**PROBLEM DETAILS:** Examine each line of the data, and copy the ones containing "utility".

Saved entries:
########

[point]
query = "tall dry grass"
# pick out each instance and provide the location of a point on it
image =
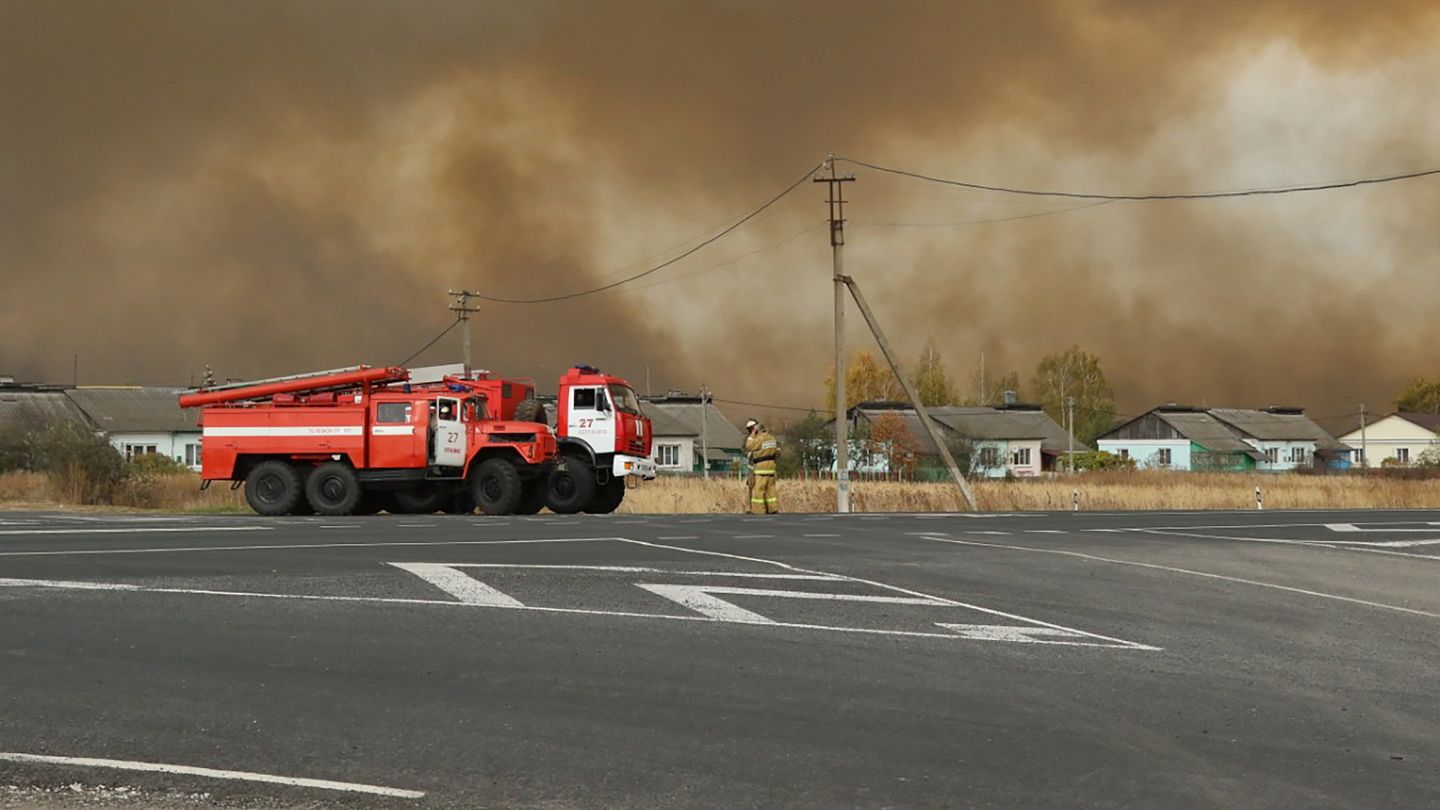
(170, 493)
(1110, 490)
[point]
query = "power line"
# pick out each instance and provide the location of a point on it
(664, 264)
(981, 221)
(1142, 198)
(434, 340)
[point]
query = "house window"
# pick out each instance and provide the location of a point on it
(392, 412)
(990, 457)
(137, 450)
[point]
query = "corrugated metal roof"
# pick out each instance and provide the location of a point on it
(20, 407)
(134, 410)
(1207, 431)
(979, 424)
(1276, 427)
(683, 420)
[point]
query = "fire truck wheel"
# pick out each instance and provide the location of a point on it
(572, 486)
(532, 496)
(530, 411)
(272, 487)
(608, 497)
(333, 489)
(496, 486)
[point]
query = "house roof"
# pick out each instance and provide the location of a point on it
(22, 405)
(981, 423)
(134, 410)
(1267, 425)
(1429, 421)
(1207, 431)
(681, 417)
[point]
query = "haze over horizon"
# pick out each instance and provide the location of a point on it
(277, 186)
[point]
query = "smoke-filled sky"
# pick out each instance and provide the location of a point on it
(278, 186)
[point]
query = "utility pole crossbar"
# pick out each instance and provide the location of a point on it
(462, 312)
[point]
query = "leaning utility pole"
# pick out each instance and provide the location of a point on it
(915, 398)
(462, 312)
(1364, 456)
(1072, 404)
(837, 242)
(704, 431)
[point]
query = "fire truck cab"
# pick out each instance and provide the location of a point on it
(354, 441)
(604, 438)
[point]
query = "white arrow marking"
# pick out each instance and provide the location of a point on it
(1381, 531)
(460, 584)
(1020, 634)
(702, 600)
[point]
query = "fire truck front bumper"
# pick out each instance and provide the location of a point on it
(632, 466)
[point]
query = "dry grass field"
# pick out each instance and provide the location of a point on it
(1118, 490)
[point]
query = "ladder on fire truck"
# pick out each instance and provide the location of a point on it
(311, 382)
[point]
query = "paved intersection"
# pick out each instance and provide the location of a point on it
(997, 660)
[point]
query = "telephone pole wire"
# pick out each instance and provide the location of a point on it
(462, 310)
(837, 242)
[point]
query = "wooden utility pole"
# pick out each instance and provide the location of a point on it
(915, 398)
(462, 312)
(837, 242)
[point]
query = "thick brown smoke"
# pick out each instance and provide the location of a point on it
(277, 186)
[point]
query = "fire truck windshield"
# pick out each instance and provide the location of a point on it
(624, 399)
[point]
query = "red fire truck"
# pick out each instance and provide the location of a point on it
(604, 437)
(363, 438)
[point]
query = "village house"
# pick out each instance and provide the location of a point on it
(1400, 438)
(1015, 440)
(1182, 437)
(690, 435)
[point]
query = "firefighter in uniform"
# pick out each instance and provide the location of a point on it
(762, 450)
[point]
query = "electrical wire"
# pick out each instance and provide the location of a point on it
(979, 221)
(1148, 198)
(434, 340)
(664, 264)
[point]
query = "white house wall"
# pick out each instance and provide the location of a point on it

########

**SOLUTION BELOW:**
query = "utility pole crossbar"
query = "leaning utility pole"
query = "wooden utility pole"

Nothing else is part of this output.